STATED EXERCISE. Your task is to print every entry below exactly as given.

DATA TO PROCESS.
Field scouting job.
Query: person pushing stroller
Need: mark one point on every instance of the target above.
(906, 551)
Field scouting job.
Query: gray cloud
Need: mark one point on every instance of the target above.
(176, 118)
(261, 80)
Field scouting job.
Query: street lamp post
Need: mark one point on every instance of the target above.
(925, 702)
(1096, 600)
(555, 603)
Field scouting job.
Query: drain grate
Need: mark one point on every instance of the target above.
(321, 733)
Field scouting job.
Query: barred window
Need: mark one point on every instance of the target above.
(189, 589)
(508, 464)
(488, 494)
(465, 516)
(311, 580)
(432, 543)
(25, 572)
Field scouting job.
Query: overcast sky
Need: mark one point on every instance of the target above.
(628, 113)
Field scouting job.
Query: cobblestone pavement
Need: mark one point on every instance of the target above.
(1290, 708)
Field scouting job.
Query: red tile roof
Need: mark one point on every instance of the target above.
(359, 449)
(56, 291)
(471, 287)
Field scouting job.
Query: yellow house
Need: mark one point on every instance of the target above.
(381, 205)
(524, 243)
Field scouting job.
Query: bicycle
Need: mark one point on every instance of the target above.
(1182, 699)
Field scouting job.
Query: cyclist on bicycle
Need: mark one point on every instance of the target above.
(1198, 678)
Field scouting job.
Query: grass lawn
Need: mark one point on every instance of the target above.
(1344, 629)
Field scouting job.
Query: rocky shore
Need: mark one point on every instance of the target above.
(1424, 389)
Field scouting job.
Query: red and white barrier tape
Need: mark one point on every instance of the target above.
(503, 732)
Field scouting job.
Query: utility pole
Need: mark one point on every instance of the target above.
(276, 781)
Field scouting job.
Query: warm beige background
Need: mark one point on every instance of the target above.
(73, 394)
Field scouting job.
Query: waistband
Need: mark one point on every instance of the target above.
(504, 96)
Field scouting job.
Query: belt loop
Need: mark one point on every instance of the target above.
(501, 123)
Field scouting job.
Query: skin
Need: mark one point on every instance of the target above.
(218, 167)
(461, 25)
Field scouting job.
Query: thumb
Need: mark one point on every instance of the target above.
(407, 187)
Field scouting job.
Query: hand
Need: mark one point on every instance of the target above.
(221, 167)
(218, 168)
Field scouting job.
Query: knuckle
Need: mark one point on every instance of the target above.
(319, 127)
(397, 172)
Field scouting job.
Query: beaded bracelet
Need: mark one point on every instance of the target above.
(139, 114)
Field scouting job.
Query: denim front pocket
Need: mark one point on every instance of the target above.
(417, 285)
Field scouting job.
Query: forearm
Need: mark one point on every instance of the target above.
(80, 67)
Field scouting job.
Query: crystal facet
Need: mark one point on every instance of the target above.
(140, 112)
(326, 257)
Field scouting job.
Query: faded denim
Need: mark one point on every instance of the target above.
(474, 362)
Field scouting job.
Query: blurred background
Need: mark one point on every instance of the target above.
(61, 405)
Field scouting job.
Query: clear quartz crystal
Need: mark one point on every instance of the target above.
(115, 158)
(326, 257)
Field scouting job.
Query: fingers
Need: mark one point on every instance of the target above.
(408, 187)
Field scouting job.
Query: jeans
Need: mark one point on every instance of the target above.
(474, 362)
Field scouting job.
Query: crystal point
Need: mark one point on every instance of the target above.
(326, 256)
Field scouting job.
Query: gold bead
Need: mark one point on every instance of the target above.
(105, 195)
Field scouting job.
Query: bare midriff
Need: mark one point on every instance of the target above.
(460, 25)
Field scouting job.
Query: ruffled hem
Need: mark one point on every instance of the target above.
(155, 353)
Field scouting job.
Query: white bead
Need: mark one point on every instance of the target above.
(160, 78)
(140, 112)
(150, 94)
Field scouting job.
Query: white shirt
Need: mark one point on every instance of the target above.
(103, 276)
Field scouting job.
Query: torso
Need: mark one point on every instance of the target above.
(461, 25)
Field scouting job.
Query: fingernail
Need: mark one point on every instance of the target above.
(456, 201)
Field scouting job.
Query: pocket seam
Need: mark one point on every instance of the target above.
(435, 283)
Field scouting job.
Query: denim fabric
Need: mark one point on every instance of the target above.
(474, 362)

OUTPUT FOR THIS TASK.
Field scouting job.
Query: person pushing stroller
Need: mark one point on every instance of the target above.
(906, 551)
Field scouting job.
Query: gray cloud
Need: mark one point on every instance of the target above.
(176, 118)
(261, 80)
Field scouting job.
Query: street lamp post
Need: mark one point on every instance of the target above.
(925, 702)
(1096, 600)
(555, 603)
Field scouting job.
Query: drain grate
Need: mark one point on every instance of the target above.
(321, 733)
Field scouting job.
Query: barred window
Need: mark one point on every instance of the target above.
(189, 589)
(508, 464)
(488, 494)
(465, 516)
(311, 580)
(432, 543)
(25, 572)
Field scouting job.
Query: overcast sky
Need: mark one point on every instance of the target above.
(628, 113)
Field scouting job.
Query: cobblestone pavement
Need: mark one point on every instance of the target above.
(1290, 708)
Field scouting job.
Query: red tile roof
Need: mark one point on every instance of the target above.
(359, 449)
(56, 291)
(471, 287)
Field scouting job.
Query: yellow house
Need: mark one point on every instance of the target above.
(381, 205)
(524, 243)
Field scouting job.
Query: bicycle
Need: mark one point on every instance of the target above.
(1182, 699)
Field scouting job.
Query: cyclist on bicycle
Need: mark one point on every instance of the target above.
(1198, 678)
Field scouting job.
Query: grass lawn
Need: mark one point on every instance of the target above.
(1344, 629)
Field scouting job.
Query: rocky shore
Need: mark one point on every instance of the target above.
(1424, 389)
Field scouting job.
Query: red and white barrier tape
Need: mark one point on every instance of the target above.
(503, 732)
Field scouting job.
Query: utility pole
Need: mark one point on every instance of the target above.
(276, 781)
Field scouting job.
Query: warm beige background
Need: mark one point on every instance of the target above.
(73, 394)
Field scouting job.
Query: waistband
Need: mark one point on every instance of the target above.
(504, 96)
Field scouting job.
Query: belt loop
Need: mark one point on every instance of the target above.
(501, 123)
Field scouting job.
Query: skin
Need: mark one point on every instance of the target above.
(218, 167)
(461, 25)
Field scouting job.
Query: thumb
Need: mark one point on every instance of the target above.
(407, 187)
Field scouting job.
Query: hand
Need: mark one point on every instance of the target above.
(221, 167)
(218, 168)
Field scouting job.
Query: knuckle
Need: mark one point on every instance of the target above.
(319, 127)
(397, 172)
Field scouting job.
Query: beaded bracelet
Need: mark one point on every instance of the target above.
(139, 114)
Field scouting job.
Query: denim front pocket
Need: mark one point on every instance of the target above.
(417, 285)
Field scouting job.
Query: forearm
Need: mark one point on every instance of the target above.
(80, 67)
Field scouting job.
Query: crystal facet
Need: mark one point on every instance of the target above.
(140, 112)
(326, 257)
Field scouting job.
Query: faded denim
Need: mark one point on every instance of the target above.
(474, 362)
Field scouting job.
Query: blurred background
Need: mark one point on every instance of the target above.
(61, 405)
Field scouting job.
Query: clear quartz crystal
Need: mark one point on every instance of the target above.
(115, 158)
(326, 257)
Field scouting job.
Query: fingers
Need: mark one point on every instance of the target above.
(408, 187)
Field scouting job.
Query: jeans
Need: mark one point on every instance of the target above.
(474, 362)
Field scouting job.
Query: crystal point
Need: mark one point on every instance of the target above.
(326, 256)
Field scouting job.
Query: gold bead
Need: mark one point on every instance of the target above.
(105, 195)
Field scouting job.
Query: bare midriff
Need: mark one point on every instance of the target above.
(460, 25)
Field scouting job.
Query: ruffled hem
Need: mark one point on every instance of the target above.
(155, 353)
Field scouting job.
Query: white bead
Need: mark one point on every instance of the target above.
(160, 78)
(140, 112)
(150, 94)
Field scouting job.
Query: white shirt
Need: mark one point on every instance of the target above.
(103, 276)
Field scouting job.
Query: torso
Need: mark one point on every instance of the target above.
(461, 25)
Field scouting job.
Query: fingernail
Need: mark one point on every instance of the target above.
(456, 201)
Field scouting job.
Query: pocket seam
Need: mark one point on every instance of the target above.
(435, 283)
Field scouting job.
Query: denim fabric
Need: mark one point on every instance of the target above.
(474, 362)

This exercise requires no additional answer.